▶ Texto base
════════════════════

Agustín Bolontrade, bioquímico, siempre había querido ser papá. Su pareja, Ariadna, odontóloga, no estaba tan convencida. Él vivía en General Belgrano y ella, en La Plata. La pandemia los unió en la ciudad ubicada a 160 km de Buenos Aires y tomaron la decisión. Pero los esperaba una sorpresa.
Se estima que alrededor del 15% de las parejas tienen problemas de fertilidad, una de cada seis. Tradicionalmente, se adjudicaba la responsabilidad a la mujer. Hoy se sabe que entre un 30 y un 40% de los casos se deben a factores femeninos, otro 30% a factores masculinos, y el resto es compartido.
“Hace años, los hombres no cambiaban un pañal y hoy no solo cambian pañales, sino que se involucran por igual en la búsqueda de un hijo –comenta Sergio Pasqualini, director de Halitus–. Ahora, la que consulta es la pareja, y si no viene el hombre, te pide disculpas”.

════════════════════

▶ Extractos de datos
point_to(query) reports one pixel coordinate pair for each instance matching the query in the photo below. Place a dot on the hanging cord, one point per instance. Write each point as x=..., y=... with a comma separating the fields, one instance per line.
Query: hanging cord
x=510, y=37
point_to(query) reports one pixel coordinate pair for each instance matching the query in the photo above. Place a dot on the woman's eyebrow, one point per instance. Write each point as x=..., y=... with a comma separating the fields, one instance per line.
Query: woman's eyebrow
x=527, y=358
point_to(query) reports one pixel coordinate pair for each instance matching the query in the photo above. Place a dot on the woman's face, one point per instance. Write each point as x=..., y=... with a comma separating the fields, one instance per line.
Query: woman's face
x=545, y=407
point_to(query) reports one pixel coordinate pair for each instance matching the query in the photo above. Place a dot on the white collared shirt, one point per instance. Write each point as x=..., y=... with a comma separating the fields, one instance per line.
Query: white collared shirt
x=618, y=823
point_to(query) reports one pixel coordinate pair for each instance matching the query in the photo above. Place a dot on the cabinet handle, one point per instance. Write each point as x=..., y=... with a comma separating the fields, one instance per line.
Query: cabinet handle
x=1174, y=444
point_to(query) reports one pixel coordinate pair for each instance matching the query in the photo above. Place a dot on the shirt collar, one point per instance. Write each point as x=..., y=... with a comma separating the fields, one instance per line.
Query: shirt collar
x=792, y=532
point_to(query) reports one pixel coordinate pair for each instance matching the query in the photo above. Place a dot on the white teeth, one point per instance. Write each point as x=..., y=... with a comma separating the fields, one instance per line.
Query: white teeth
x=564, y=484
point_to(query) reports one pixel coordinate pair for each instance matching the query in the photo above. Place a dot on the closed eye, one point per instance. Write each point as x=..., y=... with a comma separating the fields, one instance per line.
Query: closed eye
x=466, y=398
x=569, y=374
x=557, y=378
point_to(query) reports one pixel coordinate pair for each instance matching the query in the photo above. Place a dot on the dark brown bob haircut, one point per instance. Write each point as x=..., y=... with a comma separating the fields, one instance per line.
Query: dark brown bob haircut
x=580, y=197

════════════════════

▶ Tareas a realizar
**1.** Según el texto base, ¿qué proporción de las parejas se estima que tiene problemas de fertilidad?
**2.** Enumera todos los lugares geográficos que se nombran en el texto base.

▶ Respuestas
**1.** Alrededor del 15%, una de cada seis.

**2.** General Belgrano, La Plata y Buenos Aires.